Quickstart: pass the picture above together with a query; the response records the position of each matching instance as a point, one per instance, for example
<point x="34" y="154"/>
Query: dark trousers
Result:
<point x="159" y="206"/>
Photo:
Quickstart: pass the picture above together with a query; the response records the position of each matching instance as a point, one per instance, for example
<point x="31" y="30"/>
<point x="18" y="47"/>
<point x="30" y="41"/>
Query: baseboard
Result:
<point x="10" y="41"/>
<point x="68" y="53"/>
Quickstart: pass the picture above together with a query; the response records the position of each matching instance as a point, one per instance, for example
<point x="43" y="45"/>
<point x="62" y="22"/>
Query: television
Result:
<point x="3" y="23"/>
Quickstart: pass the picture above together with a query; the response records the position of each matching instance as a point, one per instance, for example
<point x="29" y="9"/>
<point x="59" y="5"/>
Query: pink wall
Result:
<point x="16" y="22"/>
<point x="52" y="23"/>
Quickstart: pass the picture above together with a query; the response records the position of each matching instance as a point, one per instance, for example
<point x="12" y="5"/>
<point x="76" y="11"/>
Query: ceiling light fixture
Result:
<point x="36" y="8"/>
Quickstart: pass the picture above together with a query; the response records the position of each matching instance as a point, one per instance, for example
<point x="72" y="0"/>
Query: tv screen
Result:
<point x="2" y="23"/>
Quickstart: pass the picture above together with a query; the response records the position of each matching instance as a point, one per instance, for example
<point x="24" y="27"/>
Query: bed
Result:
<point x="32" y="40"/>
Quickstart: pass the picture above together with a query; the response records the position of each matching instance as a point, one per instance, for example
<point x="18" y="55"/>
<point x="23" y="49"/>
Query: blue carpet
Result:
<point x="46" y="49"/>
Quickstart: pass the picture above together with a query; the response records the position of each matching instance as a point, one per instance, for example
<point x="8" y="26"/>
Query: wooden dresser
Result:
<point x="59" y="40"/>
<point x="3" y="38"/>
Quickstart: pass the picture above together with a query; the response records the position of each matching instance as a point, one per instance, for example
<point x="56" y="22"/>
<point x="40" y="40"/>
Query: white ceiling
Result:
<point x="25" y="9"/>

--------------------------------

### DIRECTIVE
Please find every line in the items above that contains the word "ceiling", matching case exactly, and copy each of those lines in full.

### SOLUTION
Query: ceiling light fixture
Query: white ceiling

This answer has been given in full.